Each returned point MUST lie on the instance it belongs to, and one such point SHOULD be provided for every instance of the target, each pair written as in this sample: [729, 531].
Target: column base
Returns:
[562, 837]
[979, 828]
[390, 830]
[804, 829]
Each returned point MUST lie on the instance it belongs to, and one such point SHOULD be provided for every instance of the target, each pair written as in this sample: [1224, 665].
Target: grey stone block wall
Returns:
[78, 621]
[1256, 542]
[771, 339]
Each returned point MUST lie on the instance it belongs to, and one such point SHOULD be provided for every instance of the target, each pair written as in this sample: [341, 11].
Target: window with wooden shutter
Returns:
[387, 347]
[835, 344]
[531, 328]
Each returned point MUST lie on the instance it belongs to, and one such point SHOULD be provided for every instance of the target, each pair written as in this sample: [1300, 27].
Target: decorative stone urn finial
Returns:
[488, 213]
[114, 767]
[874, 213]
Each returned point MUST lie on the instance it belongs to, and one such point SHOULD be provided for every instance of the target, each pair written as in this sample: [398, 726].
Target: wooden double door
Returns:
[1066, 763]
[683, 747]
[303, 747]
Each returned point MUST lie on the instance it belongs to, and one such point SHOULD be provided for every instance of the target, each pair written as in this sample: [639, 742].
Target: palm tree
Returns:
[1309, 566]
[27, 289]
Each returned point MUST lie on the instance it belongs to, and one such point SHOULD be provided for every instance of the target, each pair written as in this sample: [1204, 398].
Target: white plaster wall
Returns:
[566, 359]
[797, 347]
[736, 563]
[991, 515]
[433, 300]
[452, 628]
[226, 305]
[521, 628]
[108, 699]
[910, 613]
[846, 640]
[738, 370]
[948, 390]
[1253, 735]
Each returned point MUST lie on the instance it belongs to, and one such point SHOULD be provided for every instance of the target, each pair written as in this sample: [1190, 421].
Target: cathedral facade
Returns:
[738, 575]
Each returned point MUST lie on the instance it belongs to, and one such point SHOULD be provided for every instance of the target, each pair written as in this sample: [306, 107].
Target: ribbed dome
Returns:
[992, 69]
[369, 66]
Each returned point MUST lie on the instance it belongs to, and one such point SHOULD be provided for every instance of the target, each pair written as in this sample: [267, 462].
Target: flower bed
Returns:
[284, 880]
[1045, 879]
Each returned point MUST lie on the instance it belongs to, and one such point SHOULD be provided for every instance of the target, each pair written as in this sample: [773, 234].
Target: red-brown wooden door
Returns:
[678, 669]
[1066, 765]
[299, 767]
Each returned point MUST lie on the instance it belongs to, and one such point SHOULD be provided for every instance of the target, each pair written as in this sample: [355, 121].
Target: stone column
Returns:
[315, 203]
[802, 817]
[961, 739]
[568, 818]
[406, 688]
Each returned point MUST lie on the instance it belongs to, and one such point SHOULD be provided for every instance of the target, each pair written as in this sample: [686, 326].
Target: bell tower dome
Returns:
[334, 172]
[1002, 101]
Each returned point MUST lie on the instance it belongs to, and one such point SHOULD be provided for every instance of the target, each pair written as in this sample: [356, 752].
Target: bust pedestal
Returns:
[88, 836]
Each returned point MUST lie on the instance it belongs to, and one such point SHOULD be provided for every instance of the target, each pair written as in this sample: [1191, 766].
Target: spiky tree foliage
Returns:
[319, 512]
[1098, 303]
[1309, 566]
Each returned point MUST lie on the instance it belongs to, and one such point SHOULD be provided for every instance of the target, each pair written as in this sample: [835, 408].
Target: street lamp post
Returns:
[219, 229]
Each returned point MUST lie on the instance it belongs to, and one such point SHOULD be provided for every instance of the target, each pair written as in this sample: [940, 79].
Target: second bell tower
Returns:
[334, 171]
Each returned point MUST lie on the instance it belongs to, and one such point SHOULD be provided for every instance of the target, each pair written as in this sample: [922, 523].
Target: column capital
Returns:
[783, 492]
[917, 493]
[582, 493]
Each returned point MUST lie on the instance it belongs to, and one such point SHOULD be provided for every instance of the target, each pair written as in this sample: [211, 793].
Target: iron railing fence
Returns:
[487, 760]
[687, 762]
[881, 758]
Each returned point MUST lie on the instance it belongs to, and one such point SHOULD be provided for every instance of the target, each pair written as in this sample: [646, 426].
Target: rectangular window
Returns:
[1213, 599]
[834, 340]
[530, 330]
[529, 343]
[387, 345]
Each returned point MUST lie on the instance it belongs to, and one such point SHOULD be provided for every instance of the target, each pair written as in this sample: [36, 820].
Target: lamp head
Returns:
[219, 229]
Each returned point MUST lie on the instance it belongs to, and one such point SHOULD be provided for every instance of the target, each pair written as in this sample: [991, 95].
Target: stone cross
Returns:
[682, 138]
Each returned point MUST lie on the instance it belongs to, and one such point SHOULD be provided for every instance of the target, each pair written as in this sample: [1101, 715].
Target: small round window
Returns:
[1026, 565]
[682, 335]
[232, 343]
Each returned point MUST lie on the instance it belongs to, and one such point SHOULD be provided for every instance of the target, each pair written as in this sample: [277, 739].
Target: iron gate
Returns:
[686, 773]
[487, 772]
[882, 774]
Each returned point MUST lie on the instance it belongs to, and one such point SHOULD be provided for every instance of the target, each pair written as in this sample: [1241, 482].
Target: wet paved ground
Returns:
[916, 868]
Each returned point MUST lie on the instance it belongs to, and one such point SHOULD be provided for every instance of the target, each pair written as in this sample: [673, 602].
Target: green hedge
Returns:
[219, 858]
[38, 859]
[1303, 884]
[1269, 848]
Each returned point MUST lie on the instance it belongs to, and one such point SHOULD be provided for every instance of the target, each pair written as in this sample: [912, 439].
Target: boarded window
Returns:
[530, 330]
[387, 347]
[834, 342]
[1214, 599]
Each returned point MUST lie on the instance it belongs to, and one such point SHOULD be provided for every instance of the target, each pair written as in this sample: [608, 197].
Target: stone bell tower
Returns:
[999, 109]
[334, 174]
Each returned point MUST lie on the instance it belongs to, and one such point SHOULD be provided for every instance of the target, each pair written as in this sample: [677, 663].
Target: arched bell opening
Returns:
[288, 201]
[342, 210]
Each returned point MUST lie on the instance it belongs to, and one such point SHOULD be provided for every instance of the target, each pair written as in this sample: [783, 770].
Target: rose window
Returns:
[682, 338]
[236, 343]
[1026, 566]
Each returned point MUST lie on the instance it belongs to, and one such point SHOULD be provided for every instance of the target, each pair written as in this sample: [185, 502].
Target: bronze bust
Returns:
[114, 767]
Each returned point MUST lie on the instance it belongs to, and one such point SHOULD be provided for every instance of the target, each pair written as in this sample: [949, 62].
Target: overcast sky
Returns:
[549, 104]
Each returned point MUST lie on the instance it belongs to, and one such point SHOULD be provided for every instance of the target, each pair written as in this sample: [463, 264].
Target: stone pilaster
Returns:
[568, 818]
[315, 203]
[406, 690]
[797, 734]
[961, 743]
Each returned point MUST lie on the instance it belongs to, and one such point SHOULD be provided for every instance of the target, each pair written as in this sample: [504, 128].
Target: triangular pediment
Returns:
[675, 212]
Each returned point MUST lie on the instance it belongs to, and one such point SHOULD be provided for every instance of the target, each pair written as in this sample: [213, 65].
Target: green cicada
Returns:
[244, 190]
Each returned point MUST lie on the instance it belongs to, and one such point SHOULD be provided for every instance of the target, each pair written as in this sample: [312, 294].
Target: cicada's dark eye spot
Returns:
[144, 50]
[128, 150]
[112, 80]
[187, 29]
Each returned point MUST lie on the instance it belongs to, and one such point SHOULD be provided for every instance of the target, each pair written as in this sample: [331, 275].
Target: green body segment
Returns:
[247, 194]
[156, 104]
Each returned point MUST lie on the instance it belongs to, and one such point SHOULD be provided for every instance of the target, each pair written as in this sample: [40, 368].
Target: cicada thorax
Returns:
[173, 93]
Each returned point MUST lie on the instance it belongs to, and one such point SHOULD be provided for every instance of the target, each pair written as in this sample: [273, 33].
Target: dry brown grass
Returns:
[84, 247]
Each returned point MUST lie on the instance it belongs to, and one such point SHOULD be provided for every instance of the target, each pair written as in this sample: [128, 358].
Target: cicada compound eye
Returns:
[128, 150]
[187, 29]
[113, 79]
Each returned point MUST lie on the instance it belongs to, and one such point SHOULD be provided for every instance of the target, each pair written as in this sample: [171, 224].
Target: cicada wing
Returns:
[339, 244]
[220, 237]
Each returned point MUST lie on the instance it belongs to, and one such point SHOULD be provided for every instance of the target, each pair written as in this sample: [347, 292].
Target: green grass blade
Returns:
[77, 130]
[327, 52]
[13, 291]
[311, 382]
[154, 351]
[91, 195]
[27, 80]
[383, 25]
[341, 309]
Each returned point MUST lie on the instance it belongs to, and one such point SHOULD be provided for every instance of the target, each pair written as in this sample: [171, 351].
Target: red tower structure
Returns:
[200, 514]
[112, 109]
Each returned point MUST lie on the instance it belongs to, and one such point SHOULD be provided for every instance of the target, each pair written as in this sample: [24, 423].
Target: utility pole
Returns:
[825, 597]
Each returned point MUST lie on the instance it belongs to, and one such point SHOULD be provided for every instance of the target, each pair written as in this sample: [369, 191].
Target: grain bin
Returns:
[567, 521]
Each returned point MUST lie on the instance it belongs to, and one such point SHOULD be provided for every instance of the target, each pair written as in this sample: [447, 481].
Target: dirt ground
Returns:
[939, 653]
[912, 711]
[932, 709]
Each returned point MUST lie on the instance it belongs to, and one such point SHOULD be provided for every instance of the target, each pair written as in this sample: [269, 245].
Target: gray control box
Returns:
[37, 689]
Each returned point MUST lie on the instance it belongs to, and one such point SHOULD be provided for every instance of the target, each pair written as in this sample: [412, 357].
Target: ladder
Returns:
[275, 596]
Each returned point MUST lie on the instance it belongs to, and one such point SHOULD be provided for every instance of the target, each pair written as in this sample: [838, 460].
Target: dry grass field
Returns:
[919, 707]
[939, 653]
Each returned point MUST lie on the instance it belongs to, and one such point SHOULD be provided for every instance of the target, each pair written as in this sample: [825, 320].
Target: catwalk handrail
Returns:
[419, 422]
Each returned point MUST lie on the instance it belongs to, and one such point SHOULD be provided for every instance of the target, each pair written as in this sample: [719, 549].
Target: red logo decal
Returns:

::::

> [TASK PROMPT] Copy out every line of the data unchanged, starting with the line that contains "sample: [447, 481]." and continuing through the end of the data.

> [EXERCISE RESPONSE]
Each returned point MUST lie on the instance it belongs to, and one such point SHOULD be provided for every instance of the target, each pair written as in this sample: [447, 481].
Target: dirt ground
Returns:
[939, 653]
[912, 711]
[932, 709]
Each returned point MUST lie on the instance it belongs to, and one such point SHOULD be provided for every instance of the target, each pair written as in this sample: [269, 245].
Target: gray control box
Returns:
[37, 689]
Each returned point MUST lie on the instance it belongs to, and one such point SHOULD be provided for every instance of the target, each pair written as in this sample: [412, 357].
Target: ladder
Returns:
[275, 596]
Each returned point MUST lie on the instance it belongs to, and one such point SHOULD be provided for every instance of the target, each pair written as in this sample: [838, 460].
Target: dry grass field
Returns:
[919, 707]
[939, 653]
Each returned point MUST lie on the instance it belongs to, and one such point SHOULD be provided for every instance of the target, each pair written as in this sample: [825, 320].
Target: catwalk handrail
Returns:
[419, 422]
Each returned point MUST lie on the instance it belongs to, and one such point SHOULD be provided for every instance of the target, each pair written as in this sample: [719, 549].
Target: red logo decal
Returns:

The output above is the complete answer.